## EXERCISE DIRECTIONS
Which companies are named in the page excerpt about Deutsche Bank below?

## PAGE EXCERPT
◇ ◇ ◇ ◇ ◇
To start with the latter issue — arguably more immediately pertinent to current tribulations. The following events should raise eyebrows. In 2013 the largest bank in Europe surprised the markets and its investors when it diluted 10% of its overall equity and since then deleveraged or purged its balance sheet, quietly jettisoning billions of toxic, or potentially toxic, investments.

Nevertheless, Deutsche Bank’s 2014 annual report revealed that the super bank (in size anyway) had an eyewatering €54.7 trillion net exposure to derivatives, a sum, to put it in perspective, which is 20 times in excess of the GDP of the EU economic powerhouse, Germany.

During the 2014-2015 period the bank undertook further deleveraging of investments it deemed of risk; it sold €8 billion worth of stock at a 30% discount and failed banking industry “stress tests”. And just this month witnessed the resignation, without explanation, of its two CEO’s followed by a Standard and Poors rating of BBB+, a dangerously low rating — lower than Lehmann’s just prior to its collapse.

Deutsche Bank’s ultimate fate remains to be seen but these indicators do not present a healthy financial institution. It goes without saying that a Greek default would have massive repercussions for Deutsche Bank and by implication the entire European banking system.

This nightmare situation must be informing the thinking of Greece’s creditors, not least German chancellor, Angela Merkel.
◇ ◇ ◇ ◇ ◇
[Referring expression pointing data]
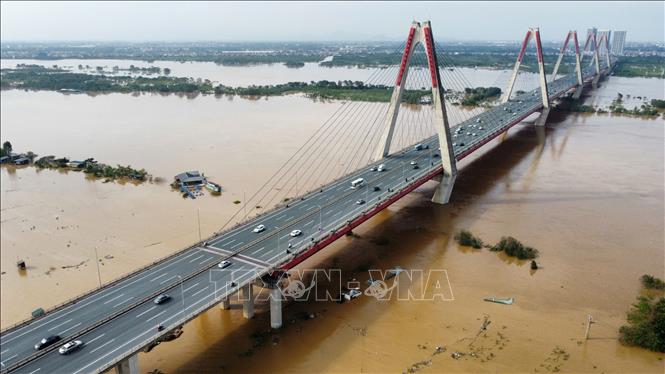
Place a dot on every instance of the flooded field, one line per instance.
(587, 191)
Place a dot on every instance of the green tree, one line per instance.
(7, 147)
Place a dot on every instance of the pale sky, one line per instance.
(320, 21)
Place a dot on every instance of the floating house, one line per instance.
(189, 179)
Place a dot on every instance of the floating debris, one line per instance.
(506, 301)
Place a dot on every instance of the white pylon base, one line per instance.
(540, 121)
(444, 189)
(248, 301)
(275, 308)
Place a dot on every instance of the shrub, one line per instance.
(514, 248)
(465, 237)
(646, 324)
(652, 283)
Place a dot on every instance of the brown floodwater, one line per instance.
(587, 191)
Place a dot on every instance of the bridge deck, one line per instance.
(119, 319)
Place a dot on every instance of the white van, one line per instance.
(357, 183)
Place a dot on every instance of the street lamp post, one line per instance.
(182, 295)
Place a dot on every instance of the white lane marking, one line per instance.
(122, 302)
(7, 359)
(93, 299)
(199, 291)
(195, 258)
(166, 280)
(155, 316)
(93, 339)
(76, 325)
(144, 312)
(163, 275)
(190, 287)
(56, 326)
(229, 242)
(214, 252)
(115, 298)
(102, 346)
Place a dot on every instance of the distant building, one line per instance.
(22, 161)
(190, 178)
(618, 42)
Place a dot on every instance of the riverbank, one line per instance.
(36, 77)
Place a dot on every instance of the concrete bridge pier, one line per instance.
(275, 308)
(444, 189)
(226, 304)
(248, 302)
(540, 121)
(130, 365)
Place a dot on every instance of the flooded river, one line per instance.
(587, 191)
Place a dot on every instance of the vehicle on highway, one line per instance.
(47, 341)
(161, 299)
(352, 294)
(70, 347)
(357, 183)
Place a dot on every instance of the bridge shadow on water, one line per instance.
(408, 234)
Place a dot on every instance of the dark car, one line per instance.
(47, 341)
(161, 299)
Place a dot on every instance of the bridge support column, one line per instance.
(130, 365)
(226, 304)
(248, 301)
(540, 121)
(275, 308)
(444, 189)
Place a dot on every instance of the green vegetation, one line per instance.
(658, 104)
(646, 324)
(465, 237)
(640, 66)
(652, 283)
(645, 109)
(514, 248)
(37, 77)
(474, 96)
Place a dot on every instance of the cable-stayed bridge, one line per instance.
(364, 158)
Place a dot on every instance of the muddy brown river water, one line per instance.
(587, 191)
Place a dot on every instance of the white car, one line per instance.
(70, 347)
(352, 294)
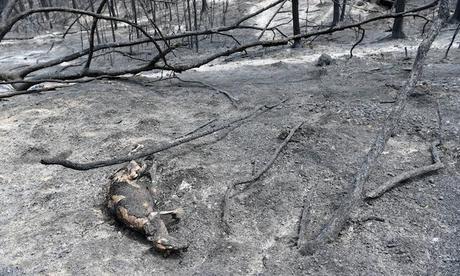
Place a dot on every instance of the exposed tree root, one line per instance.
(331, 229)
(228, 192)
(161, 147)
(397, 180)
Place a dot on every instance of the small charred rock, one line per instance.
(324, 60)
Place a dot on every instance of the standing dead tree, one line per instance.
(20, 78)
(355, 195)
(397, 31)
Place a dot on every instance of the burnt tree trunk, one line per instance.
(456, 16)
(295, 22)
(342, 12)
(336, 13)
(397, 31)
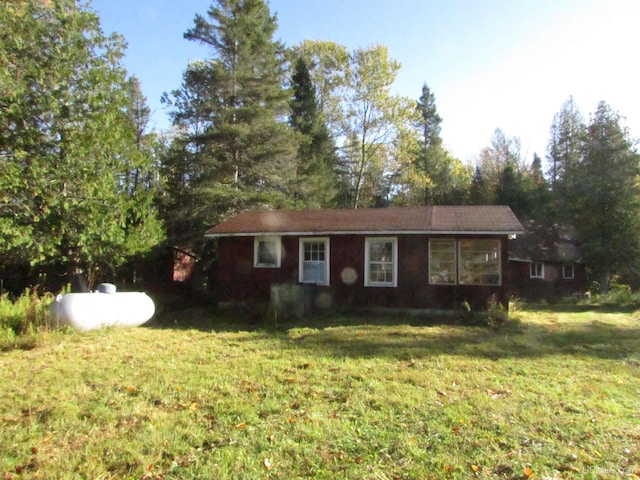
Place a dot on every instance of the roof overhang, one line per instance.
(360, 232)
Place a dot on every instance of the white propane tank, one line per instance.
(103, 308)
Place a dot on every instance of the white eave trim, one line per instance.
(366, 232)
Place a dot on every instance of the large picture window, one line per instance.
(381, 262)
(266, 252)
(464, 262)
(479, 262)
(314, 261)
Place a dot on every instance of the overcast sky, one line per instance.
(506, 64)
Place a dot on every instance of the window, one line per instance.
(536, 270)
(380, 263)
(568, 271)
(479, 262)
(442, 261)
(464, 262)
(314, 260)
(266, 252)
◇ ◇ ◇ ◇ ◇
## SOLUTION
Deutsche Bank, Standard and Poors, Lehmann